_What is expected_
Please decide whether each statement agrees with the post below about reformatting the Chinese-English dictionary in Python, and back each yes or no with the deciding words quoted from it. (a) The program that only reorganized the dictionary as a csv file wrote the characters correctly. (b) When the pinyin-converting program printed each line before writing it, the terminal output was also garbled. (c) The pinyin-converting program reads from a file named pinyinchars.txt.

_Selection_
So I've been working with the CC-CEDICT, a free downloadable Chinese-English dictionary. I've been using python to make some small changes and reformat the dictionary. When I ran code that just reorganized the dictionary as a csv file, I had no issues and the characters were written into the file as expected. Here is the code for that:
filename = 'cedict_ts.u8.txt'
newname = 'cedict_ts.u8.csv'
f = open(filename,'r')
allLines = f.readlines()
f.close()
newf = open(newname, 'w')
endofhash = False
for i in range(0, len(allLines)):
curLine = allLines[i]
if curLine[0] == '#':
newf.write(curLine)
else:
if(not endofhash):
newarr = ['Traditional','Simplified','Pinyin','Definition(s)\r\n']
newline = ','.join(newarr)
newf.write(newline)
endofhash = True
firstws = curLine.find(' ')
lsbrack = curLine.find('[')
rsbrack = curLine.find(']')
fslash = curLine.find('/')
lslash = curLine.rfind('/')
trad = curLine[0:firstws]
simp = curLine[firstws+1:lsbrack-1]
piny = curLine[lsbrack+1:rsbrack]
defin = curLine[fslash+1:lslash]
defin = defin.replace('/','; ')
defin = defin + '\r\n'
newarr = [trad, simp, piny, defin]
newline = ','.join(newarr)
newf.write(newline)
newf.close()
However, when I run a program that also changes the pinyin system and adds it to the dictionary, the content of the text file is gobbly-gook. But, as a test I had the program print out each line before it was written to the text file, and it prints to the terminal as expected. Here is the code that does that:
from pinyinConverter import *
filename = 'cedict_ts.u8.txt'
newname = 'cedict_ts_wpym.u8.csv'
f = open(filename,'r')
allLines = f.readlines()
f.close()
apy = readPinyinTextfile('pinyinchars.txt')
newf = open(newname, 'w')
endofhash = False
for i in range(0, len(allLines)):
curLine = allLines[i]
if curLine[0] == '#':
newf.write(curLine)
else:
if(not endofhash):
newarr = ['Traditional','Simplified','Pinyin','PinyinWithMarks','Definition(s)\r\n']
newline = ','.join(newarr)
newf.write(newline)
endofhash = True
firstws = curLine.find(' ')
lsbrack = curLine.find('[')
rsbrack = curLine.find(']')
fslash = curLine.find('/')
lslash = curLine.rfind('/')
trad = curLine[0:firstws]
simp = curLine[firstws+1:lsbrack-1]
piny = curLine[lsbrack+1:rsbrack]
split_piny = piny.split(' ')

[Point placement listing]
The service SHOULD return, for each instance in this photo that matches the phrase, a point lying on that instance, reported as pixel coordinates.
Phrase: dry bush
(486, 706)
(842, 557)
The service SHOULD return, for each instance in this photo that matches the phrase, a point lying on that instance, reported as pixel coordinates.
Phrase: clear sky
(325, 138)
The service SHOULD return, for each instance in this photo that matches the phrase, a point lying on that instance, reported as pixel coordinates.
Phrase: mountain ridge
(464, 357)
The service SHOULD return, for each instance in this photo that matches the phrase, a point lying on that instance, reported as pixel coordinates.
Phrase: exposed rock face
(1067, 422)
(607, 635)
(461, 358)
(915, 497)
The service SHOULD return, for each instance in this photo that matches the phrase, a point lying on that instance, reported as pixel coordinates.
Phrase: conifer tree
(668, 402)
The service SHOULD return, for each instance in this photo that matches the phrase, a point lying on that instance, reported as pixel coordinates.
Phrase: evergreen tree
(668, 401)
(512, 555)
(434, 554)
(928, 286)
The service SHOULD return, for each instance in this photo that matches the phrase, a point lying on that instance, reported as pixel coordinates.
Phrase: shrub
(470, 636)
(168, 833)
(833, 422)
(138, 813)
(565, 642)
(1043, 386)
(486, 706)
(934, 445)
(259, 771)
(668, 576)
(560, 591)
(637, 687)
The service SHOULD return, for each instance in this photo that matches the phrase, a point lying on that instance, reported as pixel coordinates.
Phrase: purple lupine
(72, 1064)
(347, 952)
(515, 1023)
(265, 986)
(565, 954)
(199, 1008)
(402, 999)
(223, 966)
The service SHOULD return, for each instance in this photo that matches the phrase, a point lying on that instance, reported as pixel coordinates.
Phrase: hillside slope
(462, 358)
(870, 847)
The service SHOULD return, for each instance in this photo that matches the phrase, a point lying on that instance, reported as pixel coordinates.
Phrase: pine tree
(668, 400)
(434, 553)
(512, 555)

_Exercise solution_
(a) Yes: "I had no issues and the characters were written into the file as expected"
(b) No: "it prints to the terminal as expected"
(c) Yes: "apy = readPinyinTextfile('pinyinchars.txt')"